▸ What you will do: Rewrite the records from the line containing "Where on it might I find the blue sky?" through the line containing "[802,522,821,702]", replacing "porch column" with "wooden post" and leaving everything else unchanged.

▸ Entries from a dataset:
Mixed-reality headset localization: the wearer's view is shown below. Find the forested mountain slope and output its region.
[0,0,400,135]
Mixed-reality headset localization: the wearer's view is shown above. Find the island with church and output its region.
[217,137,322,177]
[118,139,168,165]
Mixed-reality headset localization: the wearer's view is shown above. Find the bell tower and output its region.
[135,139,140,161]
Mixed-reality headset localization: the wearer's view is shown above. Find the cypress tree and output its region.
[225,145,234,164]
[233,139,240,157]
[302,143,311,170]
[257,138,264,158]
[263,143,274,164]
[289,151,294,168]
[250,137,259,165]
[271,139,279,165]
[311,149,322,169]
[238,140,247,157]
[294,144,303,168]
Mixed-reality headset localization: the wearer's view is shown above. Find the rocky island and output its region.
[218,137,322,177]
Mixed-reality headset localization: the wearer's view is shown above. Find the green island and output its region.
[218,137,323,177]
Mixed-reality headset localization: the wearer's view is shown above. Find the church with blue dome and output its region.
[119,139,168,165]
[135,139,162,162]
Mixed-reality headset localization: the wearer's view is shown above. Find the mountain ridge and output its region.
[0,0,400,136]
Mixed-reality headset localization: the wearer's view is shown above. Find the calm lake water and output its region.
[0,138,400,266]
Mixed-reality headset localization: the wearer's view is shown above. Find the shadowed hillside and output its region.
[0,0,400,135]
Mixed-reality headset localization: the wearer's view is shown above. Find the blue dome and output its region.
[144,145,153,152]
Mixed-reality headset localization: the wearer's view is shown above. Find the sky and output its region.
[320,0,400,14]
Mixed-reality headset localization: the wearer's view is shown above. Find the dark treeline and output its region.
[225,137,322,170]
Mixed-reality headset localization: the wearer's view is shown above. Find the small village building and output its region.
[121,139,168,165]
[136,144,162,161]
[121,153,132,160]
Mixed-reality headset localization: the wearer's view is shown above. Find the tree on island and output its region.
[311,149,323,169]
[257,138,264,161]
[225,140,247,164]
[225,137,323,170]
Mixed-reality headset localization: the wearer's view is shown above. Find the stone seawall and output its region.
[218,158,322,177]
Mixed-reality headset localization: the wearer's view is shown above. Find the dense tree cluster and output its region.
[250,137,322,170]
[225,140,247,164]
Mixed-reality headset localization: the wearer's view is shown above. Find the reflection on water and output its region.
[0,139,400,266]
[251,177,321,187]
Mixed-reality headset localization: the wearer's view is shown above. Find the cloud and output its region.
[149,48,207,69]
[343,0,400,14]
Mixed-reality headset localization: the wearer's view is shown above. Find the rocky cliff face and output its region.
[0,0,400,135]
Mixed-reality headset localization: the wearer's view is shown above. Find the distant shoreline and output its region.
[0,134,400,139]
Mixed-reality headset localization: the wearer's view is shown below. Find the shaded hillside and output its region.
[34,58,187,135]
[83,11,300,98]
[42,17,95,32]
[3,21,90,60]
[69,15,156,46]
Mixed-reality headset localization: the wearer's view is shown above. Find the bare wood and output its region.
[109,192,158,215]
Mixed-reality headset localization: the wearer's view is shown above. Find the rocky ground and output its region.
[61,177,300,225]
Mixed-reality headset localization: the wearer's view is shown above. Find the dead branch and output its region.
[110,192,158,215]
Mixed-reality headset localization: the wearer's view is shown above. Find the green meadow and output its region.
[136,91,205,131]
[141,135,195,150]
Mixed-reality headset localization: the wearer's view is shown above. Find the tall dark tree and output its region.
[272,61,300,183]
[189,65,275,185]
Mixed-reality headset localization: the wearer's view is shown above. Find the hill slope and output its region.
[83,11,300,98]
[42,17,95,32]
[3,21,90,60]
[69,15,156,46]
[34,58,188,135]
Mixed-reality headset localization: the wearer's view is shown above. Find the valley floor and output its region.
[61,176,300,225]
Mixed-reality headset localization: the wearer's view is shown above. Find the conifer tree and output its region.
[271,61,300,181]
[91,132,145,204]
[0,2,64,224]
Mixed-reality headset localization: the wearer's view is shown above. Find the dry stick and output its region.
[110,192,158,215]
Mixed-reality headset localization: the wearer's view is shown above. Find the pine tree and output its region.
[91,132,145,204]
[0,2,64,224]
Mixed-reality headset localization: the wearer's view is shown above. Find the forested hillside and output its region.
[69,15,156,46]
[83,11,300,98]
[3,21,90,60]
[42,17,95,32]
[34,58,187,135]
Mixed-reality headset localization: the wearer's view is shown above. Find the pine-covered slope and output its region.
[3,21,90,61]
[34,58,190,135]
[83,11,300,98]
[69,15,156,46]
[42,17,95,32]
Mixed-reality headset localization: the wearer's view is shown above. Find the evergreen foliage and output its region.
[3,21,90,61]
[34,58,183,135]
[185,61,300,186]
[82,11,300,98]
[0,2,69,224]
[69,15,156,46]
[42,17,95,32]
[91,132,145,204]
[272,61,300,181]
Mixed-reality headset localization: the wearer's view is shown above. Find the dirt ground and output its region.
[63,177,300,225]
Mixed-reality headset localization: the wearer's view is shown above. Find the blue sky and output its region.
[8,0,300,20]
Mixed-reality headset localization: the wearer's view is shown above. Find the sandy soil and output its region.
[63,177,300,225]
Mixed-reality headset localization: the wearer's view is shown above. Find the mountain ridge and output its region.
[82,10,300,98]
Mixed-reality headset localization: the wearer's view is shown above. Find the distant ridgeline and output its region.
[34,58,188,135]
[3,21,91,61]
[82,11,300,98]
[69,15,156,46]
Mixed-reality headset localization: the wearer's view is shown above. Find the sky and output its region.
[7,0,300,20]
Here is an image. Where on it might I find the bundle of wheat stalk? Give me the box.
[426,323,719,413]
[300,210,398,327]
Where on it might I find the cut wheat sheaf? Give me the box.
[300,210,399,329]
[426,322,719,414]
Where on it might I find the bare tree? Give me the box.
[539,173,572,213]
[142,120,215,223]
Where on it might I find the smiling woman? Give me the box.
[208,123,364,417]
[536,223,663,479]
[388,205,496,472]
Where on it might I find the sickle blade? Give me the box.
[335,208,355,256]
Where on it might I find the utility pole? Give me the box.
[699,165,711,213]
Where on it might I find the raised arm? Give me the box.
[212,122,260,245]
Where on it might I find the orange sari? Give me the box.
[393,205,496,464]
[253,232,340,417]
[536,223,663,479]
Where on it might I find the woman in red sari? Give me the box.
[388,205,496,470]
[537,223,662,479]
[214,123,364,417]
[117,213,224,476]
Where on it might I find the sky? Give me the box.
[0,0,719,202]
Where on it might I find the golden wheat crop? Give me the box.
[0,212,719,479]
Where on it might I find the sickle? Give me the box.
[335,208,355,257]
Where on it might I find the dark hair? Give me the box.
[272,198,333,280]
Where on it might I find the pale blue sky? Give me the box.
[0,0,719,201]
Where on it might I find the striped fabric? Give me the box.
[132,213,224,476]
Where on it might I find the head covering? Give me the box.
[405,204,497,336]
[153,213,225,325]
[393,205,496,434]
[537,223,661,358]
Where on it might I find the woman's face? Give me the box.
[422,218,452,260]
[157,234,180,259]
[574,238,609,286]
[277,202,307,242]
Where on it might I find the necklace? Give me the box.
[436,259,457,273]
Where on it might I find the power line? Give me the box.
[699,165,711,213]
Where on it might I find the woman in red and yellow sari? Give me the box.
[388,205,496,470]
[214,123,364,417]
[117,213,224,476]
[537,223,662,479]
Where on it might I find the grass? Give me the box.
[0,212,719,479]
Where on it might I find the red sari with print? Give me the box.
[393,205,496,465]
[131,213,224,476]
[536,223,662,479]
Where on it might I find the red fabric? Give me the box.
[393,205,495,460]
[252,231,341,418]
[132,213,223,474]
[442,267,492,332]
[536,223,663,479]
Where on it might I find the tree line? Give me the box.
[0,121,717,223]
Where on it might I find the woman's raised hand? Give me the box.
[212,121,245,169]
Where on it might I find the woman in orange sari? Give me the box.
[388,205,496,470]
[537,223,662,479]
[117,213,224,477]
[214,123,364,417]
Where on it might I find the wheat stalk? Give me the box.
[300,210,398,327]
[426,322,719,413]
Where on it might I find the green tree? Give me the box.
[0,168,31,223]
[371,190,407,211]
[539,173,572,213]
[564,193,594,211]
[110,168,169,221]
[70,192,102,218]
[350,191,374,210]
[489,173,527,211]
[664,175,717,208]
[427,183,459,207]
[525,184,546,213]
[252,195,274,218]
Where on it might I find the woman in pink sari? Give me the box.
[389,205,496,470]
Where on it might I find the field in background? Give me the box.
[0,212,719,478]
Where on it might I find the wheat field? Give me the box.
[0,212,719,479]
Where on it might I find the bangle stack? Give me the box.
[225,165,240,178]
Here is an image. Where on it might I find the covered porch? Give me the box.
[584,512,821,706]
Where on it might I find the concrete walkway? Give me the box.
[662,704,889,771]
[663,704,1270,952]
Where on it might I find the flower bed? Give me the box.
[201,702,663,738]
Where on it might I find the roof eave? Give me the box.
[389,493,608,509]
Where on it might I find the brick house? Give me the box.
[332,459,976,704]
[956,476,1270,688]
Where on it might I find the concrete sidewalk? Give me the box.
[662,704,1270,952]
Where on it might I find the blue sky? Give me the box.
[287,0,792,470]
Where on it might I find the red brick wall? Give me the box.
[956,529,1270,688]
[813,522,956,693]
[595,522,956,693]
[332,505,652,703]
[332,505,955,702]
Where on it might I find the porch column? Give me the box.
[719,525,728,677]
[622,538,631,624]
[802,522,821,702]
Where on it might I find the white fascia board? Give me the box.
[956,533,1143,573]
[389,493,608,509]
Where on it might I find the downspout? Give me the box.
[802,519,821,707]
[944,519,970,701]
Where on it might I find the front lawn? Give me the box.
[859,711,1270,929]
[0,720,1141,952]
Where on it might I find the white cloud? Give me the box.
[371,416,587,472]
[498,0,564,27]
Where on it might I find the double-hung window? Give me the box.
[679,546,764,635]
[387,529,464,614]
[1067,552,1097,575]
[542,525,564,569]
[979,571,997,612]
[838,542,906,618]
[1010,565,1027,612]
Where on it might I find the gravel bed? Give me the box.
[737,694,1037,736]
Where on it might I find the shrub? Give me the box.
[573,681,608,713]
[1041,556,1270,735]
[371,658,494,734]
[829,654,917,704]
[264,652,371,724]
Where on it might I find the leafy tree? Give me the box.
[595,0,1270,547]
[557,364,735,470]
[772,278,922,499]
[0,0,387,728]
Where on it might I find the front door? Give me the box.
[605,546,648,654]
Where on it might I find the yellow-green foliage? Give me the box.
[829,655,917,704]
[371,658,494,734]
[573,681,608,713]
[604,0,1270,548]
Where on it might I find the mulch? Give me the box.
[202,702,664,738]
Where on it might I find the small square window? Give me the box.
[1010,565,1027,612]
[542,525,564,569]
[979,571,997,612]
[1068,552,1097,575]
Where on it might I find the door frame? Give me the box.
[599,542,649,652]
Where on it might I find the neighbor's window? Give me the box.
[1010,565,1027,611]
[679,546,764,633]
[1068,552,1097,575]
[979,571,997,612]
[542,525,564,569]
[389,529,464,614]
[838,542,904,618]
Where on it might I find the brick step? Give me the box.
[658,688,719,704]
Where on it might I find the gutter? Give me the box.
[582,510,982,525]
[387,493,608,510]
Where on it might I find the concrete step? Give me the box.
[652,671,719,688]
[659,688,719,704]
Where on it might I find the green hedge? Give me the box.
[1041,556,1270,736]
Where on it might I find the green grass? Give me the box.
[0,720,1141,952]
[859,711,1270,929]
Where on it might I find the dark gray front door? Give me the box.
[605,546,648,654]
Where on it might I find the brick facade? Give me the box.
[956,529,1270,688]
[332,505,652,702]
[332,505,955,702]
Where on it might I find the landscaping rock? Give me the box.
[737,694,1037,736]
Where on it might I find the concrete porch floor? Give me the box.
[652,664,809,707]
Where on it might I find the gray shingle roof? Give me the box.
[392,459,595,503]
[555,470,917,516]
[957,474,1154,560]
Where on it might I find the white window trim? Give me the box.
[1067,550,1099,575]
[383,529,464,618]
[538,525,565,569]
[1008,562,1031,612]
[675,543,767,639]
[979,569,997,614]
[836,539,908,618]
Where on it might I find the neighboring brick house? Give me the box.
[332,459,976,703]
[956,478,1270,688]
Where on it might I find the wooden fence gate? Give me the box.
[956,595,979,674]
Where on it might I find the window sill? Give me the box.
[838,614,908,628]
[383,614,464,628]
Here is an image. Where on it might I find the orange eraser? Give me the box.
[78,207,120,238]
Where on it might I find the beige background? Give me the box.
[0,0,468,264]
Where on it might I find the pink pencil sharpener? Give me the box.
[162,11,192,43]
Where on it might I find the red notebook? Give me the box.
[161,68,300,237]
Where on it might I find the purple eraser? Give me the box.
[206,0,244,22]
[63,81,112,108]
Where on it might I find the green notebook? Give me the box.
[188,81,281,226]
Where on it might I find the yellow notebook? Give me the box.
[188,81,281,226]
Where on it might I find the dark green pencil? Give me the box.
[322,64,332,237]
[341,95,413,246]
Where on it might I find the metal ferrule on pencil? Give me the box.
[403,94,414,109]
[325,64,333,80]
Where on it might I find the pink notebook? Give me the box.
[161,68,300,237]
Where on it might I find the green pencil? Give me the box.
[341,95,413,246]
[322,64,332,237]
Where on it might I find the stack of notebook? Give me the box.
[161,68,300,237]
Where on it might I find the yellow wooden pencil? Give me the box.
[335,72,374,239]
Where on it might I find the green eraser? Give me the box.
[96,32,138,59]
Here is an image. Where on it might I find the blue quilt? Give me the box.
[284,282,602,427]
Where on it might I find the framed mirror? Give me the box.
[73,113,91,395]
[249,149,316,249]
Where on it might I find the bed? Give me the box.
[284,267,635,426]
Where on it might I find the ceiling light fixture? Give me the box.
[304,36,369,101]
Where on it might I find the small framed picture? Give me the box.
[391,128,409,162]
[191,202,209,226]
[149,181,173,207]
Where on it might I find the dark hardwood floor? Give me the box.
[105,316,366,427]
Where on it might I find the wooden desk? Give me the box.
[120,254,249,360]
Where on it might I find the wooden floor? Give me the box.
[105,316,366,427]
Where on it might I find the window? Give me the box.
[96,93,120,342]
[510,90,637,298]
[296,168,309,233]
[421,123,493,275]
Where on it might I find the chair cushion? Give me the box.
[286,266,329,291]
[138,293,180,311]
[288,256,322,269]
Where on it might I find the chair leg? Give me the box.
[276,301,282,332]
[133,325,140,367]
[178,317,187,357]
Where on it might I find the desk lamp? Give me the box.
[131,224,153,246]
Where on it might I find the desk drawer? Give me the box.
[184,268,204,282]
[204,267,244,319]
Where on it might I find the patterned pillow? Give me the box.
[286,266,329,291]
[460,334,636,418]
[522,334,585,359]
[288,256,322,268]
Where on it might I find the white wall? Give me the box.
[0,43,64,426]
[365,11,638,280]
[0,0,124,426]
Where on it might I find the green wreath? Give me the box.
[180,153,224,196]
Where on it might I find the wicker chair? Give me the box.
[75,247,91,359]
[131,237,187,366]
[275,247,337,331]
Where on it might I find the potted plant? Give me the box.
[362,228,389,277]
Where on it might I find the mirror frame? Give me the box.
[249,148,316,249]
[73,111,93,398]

▸ Result of this exercise:
Where on it might I find the blue sky? Give me the box.
[287,0,792,470]
Where on it might I find the red brick wall? Give me the box.
[956,529,1270,688]
[813,522,956,693]
[595,522,956,693]
[332,505,652,703]
[332,505,955,702]
Where on it might I find the wooden post? Give me the box.
[719,525,728,677]
[622,538,631,624]
[802,522,821,702]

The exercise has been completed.